# [TAREFAS A CUMPRIR]
a) No texto sobre o sindicalismo no Brasil, em que ano foi fundada a Sociedade Beneficente Liga Operária?
b) Retome o texto sobre o sindicalismo no Brasil logo após a última frase apresentada.
------ TRECHO CITADO
Dizia Trotsky que a melhor forma de acabar com o sindicato era colocar lá um sindicalista profissional. O revolucionário russo não estava errado. Os sindicatos, hoje em dia, no Brasil, são apenas um lampejo do que já foram no passado. Instituições criadas na Inglaterra do século XIX, surgiram para defender os operários que eram explorados exaustivamente nas fábricas inglesas, promoveram lutas e avançaram nos direitos.

Apesar de associações de auxílio mútuo terem surgidos ainda durante a escravidão, como a Sociedade Beneficente Liga Operária, fundada em 1871, que propositadamente denominava-se de operária, o sindicalismo no Brasil ganhou força no início do século XX. Foi quando começaram a surgir os primeiros sindicatos dos trabalhadores do porto, como a União dos Estivadores, ou a Sociedade de Resistência dos Trabalhadores em Trapiches de Café, no Rio de Janeiro, continuidades em relação ao período da escravidão ainda visíveis.

O sindicato dos trabalhadores em trapiches (os armazéns da época) de café, por exemplo, fundado em 1905, possuía um quadro social quase exclusivamente composto por trabalhadores negros e seus primeiros presidentes foram todos negros.

O movimento de classe trabalhadora urbana, na Primeira República, foi limitado e só excepcionalmente alcançou êxitos. O motivo para isso era a reduzida industrialização e por consequência o número de operários. As greves somente tinham êxito quando eram gerais ou quando atingiam setores agroexportadores, como ferrovias e os portos.
------------
------ LINHAS DE DADOS
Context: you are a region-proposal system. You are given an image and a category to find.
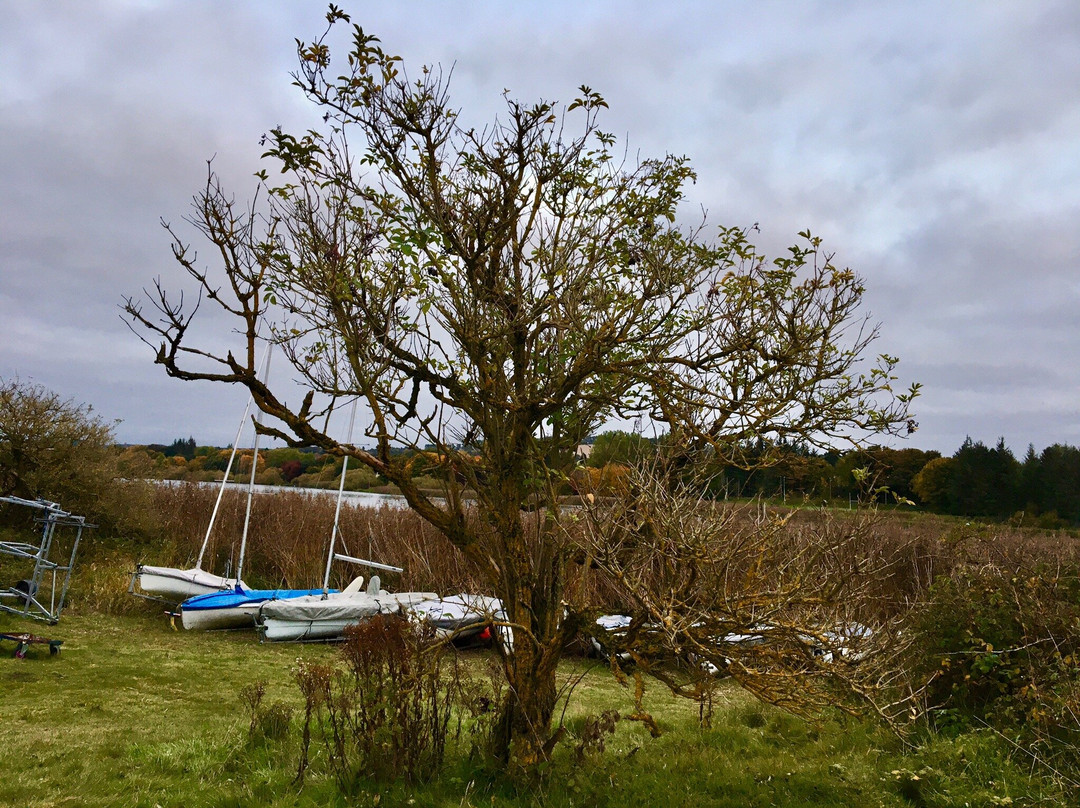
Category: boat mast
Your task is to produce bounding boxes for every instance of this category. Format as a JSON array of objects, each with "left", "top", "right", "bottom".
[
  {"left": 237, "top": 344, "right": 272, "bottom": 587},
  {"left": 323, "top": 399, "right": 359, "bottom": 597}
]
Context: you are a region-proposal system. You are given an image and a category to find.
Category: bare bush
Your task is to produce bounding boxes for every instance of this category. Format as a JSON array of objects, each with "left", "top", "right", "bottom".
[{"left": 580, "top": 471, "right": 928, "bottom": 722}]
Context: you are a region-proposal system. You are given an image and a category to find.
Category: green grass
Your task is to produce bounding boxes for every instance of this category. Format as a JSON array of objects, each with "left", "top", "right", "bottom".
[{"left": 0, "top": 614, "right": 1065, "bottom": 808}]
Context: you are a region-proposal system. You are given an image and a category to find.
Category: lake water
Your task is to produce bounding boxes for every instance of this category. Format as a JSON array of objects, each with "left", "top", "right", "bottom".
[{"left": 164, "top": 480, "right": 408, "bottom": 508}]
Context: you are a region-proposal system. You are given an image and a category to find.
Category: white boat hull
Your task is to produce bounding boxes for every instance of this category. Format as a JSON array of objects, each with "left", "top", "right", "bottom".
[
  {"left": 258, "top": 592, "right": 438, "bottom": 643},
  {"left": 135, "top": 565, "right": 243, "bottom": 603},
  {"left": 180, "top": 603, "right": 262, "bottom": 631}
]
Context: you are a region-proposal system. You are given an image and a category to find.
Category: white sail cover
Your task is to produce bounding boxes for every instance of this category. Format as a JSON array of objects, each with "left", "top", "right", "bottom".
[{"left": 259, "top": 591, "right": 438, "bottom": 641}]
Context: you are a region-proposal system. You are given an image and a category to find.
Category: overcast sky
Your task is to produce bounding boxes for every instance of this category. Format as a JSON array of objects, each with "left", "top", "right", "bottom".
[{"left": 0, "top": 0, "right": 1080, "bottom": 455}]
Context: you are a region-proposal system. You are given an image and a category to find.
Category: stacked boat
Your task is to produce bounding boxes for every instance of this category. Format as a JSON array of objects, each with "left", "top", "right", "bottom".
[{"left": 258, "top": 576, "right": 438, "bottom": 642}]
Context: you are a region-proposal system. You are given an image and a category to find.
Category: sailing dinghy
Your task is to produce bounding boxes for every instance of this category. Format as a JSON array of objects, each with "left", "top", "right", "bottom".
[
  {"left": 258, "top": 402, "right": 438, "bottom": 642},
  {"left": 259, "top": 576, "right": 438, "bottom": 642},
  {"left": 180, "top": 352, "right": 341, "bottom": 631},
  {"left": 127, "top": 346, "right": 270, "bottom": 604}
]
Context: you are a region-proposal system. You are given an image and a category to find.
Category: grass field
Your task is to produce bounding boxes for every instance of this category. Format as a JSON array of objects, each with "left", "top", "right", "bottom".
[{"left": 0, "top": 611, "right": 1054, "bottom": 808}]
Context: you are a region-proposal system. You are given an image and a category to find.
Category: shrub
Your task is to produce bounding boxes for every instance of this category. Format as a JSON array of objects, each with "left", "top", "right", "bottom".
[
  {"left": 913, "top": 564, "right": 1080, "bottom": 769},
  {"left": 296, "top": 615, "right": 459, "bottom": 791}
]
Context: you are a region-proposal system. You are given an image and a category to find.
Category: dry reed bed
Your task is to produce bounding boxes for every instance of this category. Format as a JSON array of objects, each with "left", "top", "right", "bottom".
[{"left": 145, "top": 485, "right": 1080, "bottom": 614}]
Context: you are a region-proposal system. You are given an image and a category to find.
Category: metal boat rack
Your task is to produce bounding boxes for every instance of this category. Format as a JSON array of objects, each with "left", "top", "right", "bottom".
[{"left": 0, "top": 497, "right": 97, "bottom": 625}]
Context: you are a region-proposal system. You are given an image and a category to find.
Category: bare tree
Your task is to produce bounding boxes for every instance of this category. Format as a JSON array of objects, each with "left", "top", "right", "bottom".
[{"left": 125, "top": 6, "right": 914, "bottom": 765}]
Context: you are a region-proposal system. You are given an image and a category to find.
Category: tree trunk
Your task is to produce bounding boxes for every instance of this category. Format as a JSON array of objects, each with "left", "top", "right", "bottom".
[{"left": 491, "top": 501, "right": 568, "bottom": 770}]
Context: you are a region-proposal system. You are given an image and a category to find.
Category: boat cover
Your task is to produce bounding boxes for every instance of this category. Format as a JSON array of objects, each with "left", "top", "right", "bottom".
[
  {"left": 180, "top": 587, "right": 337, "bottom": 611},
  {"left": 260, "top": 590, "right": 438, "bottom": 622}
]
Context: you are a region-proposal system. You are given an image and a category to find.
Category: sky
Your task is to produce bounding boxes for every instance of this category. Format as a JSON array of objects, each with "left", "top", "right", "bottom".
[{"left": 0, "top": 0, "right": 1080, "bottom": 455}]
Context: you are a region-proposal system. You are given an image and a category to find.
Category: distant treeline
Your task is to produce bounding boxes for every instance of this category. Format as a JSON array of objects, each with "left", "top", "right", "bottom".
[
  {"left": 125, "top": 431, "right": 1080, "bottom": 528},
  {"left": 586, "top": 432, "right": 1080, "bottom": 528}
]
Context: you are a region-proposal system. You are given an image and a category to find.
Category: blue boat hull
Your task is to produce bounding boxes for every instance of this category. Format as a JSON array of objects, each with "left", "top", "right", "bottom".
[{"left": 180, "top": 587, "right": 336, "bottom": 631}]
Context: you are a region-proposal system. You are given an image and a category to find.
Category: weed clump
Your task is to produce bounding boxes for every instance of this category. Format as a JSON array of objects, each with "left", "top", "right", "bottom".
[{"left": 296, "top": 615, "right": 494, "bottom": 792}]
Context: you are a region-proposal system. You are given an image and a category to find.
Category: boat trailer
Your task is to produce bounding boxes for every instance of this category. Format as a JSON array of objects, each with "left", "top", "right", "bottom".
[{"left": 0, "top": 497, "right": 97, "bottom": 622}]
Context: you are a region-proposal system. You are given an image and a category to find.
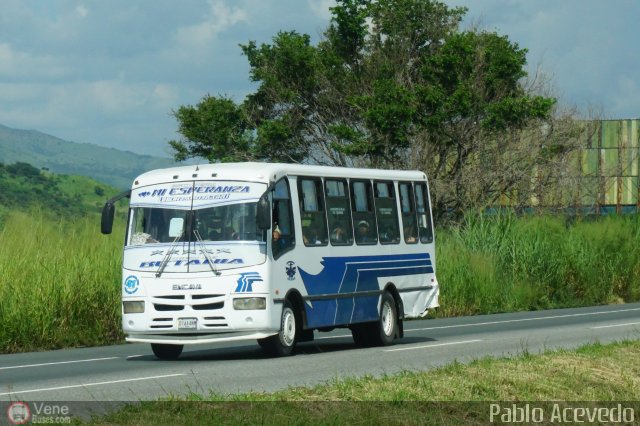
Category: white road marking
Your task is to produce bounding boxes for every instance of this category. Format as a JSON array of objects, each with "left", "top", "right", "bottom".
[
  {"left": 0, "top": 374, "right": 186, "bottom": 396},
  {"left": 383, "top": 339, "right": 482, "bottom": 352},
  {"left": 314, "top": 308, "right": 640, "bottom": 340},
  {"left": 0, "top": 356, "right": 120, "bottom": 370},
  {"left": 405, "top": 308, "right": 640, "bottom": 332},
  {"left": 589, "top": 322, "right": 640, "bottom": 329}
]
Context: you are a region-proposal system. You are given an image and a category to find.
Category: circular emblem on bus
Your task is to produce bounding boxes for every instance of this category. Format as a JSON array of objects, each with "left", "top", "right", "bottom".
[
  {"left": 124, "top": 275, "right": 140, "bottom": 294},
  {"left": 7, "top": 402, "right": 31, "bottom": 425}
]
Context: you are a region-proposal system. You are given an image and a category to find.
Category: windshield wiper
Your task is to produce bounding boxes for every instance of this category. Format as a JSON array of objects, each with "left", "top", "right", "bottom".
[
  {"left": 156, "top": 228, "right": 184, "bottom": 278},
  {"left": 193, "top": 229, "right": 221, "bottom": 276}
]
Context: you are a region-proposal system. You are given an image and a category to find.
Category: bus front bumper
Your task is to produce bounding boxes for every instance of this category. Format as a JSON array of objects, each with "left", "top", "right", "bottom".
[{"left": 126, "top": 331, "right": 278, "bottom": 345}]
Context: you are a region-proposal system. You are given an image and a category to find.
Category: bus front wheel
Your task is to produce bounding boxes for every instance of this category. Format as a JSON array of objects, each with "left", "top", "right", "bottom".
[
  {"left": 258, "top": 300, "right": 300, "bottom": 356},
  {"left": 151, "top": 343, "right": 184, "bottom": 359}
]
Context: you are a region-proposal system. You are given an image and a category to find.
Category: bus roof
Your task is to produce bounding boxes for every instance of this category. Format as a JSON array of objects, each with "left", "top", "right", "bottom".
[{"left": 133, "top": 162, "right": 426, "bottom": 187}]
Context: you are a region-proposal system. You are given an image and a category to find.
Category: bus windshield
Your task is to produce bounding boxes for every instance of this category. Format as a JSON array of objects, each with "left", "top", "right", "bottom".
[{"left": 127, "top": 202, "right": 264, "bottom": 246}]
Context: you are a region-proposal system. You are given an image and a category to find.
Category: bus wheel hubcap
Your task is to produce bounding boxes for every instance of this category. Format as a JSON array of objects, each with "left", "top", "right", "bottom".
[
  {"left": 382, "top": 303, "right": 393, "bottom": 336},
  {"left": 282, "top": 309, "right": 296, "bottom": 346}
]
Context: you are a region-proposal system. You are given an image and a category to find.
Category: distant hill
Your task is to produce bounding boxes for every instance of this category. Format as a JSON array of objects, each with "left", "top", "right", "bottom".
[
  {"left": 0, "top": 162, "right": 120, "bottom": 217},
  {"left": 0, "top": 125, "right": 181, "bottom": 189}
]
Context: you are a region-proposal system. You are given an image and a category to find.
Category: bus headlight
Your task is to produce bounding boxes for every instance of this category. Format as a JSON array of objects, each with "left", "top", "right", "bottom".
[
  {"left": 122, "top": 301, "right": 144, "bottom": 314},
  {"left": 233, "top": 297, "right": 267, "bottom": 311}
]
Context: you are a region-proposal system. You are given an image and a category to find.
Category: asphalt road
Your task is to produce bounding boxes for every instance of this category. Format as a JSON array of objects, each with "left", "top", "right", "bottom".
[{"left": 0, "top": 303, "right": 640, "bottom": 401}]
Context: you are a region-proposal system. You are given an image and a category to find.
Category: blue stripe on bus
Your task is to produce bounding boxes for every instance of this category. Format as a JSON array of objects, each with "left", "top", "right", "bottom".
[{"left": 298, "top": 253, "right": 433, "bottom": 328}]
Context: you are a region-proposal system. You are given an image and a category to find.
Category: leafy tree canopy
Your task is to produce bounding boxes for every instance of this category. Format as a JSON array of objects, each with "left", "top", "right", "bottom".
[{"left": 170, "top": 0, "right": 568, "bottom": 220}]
------------
# [RESPOSTAS POR TAREFA]
a) Em 1871.

b)
Num cenário onde os trabalhadores se dividiam por razões étnicas, ser sindicalizado significa também entrar nas chamadas “listas negras” dos patrões, que visavam intimidar trabalhadores e incentivá-los a se afastar de qualquer luta política.

Já nas décadas de 1930, o sindicalismo conheceu crescimento importante de suas lutas e de suas entidades. A ideia da necessidade de superação do atraso econômico e social brasileiro pelo desenvolvimento industrial, o autoritarismo com sua crítica feroz às instituições democráticas de relacionamento político (como os partidos, a independência entre os poderes e as eleições), são algumas das heranças que o governo Vargas, em 15 anos, deixou para a história brasileira.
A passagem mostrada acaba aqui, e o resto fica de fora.